* Start QUOTED TEXT *

Nigerian interbank rates ease on budgetary allocations

Nigerian interbank lending rates eased 2.25 percentage points on Friday to an average of 10.5 percent, from 12.75 percent last week, boosted largely by a naira liquidity injections from budgetary allocations and matured T-bills.
   Traders said about 349 billion naira ($2.21 billion) in monthly budgetary allocations to state and local governments hit the market on Tuesday with additional cash flow from matured treasury bills of about 123 billion naira on Thursday.
    Dealers were, however, at times unable to access their balances with the central bank due to system glitches arising from switch to the new Financial Markets Dealers Quotations (FMDQ) platform, which replaced the current telephone dealing system this week.
   Nigeria, Africa's second biggest economy, distributes revenue from oil exports among its three tiers of government on a monthly basis with the portion due to state and local governments passed through the banking system.
   "The system remains liquid from cash flows from budget distributions and matured treasury bill repayments, but the volume of transactions have been reduced considerably due to system challenges," one dealer said.
   The open buy back (OBB) eased to 10.5 percent, two percentage points lower than 12.5 percent last week and 1.5 percentage points below the central bank's benchmark interest rate of 12 percent.
   Overnight placement closed at 10.25 percent, against 12.75 percent last week, while call money rose to 10.75 percent compared with 13 percent last week.

* End QUOTED TEXT *
* Start RECORDS SHOWN *

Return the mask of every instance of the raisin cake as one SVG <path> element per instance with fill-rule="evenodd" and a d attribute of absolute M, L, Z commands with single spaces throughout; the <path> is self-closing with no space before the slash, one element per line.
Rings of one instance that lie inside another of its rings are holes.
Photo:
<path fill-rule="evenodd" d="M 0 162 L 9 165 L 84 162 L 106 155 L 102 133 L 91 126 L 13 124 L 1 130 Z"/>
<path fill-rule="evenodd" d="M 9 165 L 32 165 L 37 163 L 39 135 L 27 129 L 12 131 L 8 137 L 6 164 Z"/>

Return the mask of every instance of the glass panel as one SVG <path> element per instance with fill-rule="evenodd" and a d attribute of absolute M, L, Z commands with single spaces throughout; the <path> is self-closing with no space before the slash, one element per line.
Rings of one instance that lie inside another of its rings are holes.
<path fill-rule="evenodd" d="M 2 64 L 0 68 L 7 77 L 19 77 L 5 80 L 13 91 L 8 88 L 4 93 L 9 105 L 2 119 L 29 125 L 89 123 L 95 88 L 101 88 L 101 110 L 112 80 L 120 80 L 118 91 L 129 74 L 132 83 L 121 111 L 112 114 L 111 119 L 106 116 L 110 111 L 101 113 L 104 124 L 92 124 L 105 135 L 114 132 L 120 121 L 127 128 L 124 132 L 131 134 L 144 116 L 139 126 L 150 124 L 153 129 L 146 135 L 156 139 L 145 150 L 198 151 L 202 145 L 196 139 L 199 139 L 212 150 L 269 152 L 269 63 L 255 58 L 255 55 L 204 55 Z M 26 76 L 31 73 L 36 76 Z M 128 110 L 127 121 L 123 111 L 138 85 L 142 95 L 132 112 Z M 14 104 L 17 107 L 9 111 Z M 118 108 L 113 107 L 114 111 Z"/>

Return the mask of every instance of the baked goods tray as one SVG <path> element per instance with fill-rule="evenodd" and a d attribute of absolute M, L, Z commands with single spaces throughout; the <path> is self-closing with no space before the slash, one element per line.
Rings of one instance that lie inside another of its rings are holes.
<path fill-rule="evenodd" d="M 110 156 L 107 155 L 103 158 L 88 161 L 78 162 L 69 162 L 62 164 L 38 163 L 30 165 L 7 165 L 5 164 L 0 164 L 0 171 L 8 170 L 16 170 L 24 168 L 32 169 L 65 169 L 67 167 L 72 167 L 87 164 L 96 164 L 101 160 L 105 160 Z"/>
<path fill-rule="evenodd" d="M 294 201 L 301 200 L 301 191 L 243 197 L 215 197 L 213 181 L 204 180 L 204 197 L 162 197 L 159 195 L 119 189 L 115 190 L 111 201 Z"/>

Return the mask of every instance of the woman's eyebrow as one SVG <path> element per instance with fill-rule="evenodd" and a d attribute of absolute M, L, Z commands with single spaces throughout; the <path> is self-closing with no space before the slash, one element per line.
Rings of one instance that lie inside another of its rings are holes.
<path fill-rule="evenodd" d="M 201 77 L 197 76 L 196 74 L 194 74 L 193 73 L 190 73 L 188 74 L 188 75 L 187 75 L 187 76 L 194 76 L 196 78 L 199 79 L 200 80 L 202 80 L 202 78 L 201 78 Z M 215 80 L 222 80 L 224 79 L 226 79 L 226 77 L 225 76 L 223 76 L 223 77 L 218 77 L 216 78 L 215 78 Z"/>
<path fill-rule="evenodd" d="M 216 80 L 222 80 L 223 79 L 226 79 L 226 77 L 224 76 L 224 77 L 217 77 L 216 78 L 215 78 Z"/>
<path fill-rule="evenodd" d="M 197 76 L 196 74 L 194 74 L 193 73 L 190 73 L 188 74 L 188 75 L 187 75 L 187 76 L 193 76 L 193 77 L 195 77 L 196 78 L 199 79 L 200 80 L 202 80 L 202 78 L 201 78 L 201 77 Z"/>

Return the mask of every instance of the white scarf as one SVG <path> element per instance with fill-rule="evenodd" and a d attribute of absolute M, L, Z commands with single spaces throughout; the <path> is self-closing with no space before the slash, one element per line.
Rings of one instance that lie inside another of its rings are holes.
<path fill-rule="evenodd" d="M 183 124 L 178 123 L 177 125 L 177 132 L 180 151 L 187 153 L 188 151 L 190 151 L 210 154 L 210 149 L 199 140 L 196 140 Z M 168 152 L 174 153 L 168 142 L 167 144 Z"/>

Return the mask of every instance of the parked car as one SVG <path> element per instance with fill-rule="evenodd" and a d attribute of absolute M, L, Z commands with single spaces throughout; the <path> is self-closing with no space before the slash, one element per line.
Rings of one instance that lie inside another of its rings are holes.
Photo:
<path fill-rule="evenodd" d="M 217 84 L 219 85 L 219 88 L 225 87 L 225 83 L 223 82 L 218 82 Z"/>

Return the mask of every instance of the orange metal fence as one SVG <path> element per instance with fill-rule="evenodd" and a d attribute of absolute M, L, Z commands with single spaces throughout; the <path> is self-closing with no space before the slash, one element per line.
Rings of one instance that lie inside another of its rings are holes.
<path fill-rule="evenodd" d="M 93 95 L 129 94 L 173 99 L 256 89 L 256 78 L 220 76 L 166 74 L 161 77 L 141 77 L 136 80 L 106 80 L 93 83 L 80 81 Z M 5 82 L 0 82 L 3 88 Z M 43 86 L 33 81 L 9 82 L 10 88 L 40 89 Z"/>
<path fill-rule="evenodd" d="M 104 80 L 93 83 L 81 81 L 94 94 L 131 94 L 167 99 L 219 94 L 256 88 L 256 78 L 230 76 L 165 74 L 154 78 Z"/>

* End RECORDS SHOWN *

TASKS FOR THIS EXERCISE
[1] In the article on Nigerian interbank rates, which platform replaced the telephone dealing system?
[2] Reproduce the Nigerian interbank rates article word for word from "Nigerian interbank lending" to "naira on Thursday.".

RESULTS
[1] The Financial Markets Dealers Quotations (FMDQ) platform.

[2]
Nigerian interbank lending rates eased 2.25 percentage points on Friday to an average of 10.5 percent, from 12.75 percent last week, boosted largely by a naira liquidity injections from budgetary allocations and matured T-bills.
   Traders said about 349 billion naira ($2.21 billion) in monthly budgetary allocations to state and local governments hit the market on Tuesday with additional cash flow from matured treasury bills of about 123 billion naira on Thursday.